Problem -
Please find each line in the items below that contains the word "blue" and copy those lines out.

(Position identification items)
=-=-=

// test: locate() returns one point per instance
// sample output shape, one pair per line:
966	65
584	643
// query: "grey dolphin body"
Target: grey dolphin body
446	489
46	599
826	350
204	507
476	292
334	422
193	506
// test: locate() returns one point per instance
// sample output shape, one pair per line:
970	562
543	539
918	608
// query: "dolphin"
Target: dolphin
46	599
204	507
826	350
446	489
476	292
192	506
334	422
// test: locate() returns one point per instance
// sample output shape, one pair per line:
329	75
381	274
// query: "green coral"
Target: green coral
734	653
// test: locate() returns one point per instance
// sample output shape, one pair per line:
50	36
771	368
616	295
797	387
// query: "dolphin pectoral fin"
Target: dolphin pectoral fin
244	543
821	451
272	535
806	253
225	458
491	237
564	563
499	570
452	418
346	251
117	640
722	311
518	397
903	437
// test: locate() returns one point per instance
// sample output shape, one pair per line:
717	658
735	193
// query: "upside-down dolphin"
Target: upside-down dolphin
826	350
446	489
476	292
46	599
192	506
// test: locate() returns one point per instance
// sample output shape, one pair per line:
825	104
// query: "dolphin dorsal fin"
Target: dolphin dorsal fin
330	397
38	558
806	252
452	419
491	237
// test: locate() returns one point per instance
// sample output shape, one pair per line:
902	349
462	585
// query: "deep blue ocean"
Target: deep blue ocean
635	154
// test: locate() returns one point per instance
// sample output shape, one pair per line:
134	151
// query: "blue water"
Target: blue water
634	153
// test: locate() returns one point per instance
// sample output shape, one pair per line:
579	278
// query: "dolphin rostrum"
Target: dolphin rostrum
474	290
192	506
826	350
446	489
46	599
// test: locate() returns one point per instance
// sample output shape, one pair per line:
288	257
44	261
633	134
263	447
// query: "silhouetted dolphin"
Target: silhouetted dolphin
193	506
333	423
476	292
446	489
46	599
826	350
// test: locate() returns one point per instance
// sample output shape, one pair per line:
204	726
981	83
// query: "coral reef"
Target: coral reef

=-=-=

Finished task -
// query: "deep blue ocean"
Target: deep blue ocean
// query: "blue water"
Target: blue water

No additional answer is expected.